** start Provided records **
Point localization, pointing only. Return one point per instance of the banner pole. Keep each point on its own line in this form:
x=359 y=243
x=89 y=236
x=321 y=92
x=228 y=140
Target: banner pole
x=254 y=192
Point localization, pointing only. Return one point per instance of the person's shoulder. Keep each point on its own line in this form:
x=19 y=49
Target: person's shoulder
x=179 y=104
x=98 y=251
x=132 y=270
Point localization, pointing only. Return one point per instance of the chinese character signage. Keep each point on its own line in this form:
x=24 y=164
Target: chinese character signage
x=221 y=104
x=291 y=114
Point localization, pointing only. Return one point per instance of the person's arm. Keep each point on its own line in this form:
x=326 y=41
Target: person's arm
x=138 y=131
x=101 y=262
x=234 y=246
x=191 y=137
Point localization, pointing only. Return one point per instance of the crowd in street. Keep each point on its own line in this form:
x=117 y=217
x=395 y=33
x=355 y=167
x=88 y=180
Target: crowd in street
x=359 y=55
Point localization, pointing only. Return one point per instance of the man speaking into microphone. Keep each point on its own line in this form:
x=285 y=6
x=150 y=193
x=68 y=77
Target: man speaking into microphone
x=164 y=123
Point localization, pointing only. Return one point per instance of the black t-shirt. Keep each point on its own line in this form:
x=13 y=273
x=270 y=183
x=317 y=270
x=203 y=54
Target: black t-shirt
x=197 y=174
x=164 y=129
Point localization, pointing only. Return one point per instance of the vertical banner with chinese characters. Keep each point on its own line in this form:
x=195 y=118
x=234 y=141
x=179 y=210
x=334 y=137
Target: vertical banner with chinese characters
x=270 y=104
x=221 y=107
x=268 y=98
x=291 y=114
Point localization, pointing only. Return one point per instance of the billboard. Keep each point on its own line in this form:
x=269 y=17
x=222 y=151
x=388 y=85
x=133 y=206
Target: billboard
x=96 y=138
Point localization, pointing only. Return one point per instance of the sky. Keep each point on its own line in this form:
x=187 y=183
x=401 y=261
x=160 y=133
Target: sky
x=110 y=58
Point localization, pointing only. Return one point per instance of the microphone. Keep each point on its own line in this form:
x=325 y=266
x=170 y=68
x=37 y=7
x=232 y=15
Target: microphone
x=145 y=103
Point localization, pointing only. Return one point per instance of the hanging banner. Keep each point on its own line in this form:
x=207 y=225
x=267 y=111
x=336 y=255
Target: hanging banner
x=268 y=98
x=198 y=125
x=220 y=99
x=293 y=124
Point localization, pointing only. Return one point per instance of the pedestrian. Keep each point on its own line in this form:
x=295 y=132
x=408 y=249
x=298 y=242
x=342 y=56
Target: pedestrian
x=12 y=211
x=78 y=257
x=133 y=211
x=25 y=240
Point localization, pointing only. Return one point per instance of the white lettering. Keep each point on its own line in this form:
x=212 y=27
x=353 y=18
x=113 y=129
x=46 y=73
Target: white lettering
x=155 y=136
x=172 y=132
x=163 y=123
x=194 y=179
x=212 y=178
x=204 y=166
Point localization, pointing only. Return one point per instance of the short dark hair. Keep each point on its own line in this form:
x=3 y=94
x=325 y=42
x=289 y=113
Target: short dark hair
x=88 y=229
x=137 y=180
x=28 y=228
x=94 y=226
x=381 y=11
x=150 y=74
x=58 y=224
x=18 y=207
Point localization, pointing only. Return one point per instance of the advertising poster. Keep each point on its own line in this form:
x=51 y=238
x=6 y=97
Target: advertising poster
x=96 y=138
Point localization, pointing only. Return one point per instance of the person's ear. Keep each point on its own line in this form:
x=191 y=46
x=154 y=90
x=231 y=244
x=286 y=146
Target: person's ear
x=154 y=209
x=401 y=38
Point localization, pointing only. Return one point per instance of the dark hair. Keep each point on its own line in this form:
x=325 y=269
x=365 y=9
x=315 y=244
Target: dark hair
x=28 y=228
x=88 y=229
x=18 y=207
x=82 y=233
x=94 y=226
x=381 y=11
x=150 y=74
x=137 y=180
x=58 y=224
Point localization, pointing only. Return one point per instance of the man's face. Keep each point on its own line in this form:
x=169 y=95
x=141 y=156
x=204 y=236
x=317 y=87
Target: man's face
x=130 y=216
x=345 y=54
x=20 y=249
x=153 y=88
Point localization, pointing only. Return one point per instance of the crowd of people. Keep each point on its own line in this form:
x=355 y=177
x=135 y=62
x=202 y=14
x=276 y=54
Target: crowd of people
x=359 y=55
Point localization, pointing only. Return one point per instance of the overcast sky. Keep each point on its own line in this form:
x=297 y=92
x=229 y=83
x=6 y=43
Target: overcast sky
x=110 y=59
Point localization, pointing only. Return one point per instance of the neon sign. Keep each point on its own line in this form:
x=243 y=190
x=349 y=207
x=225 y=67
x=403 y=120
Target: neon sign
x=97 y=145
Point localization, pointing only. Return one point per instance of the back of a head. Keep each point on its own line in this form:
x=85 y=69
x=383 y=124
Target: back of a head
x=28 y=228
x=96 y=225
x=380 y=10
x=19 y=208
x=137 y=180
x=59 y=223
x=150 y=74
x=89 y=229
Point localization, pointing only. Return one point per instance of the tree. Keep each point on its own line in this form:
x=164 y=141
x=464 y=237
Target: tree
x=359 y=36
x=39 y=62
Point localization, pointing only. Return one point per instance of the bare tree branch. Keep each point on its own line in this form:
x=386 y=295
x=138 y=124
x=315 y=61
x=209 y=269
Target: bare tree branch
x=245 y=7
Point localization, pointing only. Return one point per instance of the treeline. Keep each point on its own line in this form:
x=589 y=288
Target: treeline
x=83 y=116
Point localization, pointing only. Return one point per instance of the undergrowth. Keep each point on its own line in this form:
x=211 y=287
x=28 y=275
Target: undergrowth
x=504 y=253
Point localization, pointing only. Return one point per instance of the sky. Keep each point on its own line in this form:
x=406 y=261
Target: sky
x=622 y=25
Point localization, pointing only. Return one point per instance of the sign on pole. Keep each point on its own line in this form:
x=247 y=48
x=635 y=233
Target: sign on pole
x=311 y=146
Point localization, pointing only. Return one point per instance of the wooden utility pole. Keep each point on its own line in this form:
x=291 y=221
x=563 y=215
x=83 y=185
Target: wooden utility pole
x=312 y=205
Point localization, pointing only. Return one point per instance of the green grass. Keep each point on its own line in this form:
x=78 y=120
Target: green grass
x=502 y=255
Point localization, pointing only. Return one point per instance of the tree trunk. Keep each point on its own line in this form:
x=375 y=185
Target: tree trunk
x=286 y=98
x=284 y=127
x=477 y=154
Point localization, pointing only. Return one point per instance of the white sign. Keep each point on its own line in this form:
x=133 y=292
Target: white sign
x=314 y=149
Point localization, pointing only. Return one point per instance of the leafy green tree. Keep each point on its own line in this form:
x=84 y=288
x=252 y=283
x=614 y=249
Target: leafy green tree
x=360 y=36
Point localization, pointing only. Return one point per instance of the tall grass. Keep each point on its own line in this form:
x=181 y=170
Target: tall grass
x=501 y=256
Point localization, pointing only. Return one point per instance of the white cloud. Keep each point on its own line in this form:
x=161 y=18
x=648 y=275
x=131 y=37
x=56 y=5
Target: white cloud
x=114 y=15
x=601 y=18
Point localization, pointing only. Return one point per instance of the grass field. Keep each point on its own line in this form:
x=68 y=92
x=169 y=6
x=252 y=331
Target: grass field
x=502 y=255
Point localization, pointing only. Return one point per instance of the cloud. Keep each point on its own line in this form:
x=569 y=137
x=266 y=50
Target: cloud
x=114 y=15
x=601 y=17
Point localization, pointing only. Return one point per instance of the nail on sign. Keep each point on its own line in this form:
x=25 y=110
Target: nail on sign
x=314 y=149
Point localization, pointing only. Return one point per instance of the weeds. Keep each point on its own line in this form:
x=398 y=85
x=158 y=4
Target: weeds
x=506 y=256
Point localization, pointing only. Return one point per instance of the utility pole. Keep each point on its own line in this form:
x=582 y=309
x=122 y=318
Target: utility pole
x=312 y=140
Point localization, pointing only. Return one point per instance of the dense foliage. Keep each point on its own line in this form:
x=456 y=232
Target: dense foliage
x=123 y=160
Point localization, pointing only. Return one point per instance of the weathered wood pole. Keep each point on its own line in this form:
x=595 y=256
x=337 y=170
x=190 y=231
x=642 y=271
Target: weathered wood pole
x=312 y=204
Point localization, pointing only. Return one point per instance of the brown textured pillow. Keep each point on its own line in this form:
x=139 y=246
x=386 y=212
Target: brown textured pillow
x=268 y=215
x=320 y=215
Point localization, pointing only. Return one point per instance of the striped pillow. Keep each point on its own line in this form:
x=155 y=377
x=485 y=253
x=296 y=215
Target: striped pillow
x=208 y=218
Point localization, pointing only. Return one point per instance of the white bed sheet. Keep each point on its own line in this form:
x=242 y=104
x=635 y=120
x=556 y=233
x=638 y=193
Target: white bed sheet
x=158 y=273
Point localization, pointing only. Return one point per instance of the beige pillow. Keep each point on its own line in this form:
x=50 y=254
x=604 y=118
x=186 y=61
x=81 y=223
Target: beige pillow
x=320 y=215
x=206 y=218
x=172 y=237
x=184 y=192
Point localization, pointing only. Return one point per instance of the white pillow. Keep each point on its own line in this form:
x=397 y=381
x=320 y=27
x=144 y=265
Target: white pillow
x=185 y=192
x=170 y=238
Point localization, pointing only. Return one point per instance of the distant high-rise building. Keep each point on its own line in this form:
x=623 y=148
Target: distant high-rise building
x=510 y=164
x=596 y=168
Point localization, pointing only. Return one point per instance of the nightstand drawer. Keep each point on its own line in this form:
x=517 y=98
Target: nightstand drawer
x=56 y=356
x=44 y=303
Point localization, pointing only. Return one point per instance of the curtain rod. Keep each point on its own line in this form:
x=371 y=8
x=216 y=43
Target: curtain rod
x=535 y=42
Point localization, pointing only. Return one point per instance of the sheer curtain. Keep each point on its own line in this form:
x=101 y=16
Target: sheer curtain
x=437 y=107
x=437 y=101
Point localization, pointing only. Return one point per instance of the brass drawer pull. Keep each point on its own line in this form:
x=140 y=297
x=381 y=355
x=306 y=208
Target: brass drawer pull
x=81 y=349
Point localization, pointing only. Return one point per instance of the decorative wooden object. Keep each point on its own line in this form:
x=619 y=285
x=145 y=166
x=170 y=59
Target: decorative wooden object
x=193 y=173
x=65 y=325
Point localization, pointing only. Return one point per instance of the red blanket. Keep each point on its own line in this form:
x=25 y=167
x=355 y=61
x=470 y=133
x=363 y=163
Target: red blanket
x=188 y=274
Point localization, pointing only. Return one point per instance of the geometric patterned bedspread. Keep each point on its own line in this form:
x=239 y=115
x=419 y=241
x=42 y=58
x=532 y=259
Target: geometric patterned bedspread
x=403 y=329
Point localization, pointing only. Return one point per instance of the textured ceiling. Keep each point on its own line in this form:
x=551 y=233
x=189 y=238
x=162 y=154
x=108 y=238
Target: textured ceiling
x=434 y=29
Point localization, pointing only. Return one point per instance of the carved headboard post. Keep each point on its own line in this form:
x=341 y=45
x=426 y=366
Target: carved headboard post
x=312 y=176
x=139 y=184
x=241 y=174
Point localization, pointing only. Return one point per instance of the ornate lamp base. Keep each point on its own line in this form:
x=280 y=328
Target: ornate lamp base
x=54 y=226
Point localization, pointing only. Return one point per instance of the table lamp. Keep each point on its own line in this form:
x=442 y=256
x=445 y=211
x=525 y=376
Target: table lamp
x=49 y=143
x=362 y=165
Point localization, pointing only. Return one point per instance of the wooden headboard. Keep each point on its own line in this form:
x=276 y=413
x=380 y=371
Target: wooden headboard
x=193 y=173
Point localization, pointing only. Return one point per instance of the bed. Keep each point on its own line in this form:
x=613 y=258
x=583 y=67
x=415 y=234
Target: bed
** end Provided records **
= Task details =
Reproduce every line of the material from the first line down to the line containing "x=132 y=270", including that line.

= Answer to this task =
Point localization, pointing only. Return one point per instance of the banner pole. Keep each point on its own line in this form:
x=359 y=243
x=89 y=236
x=321 y=92
x=228 y=140
Target: banner pole
x=254 y=192
Point localization, pointing only. Return one point per instance of the person's shoulder. Keep each point on its own line in this form:
x=19 y=49
Target: person's shoulder
x=179 y=104
x=98 y=251
x=132 y=270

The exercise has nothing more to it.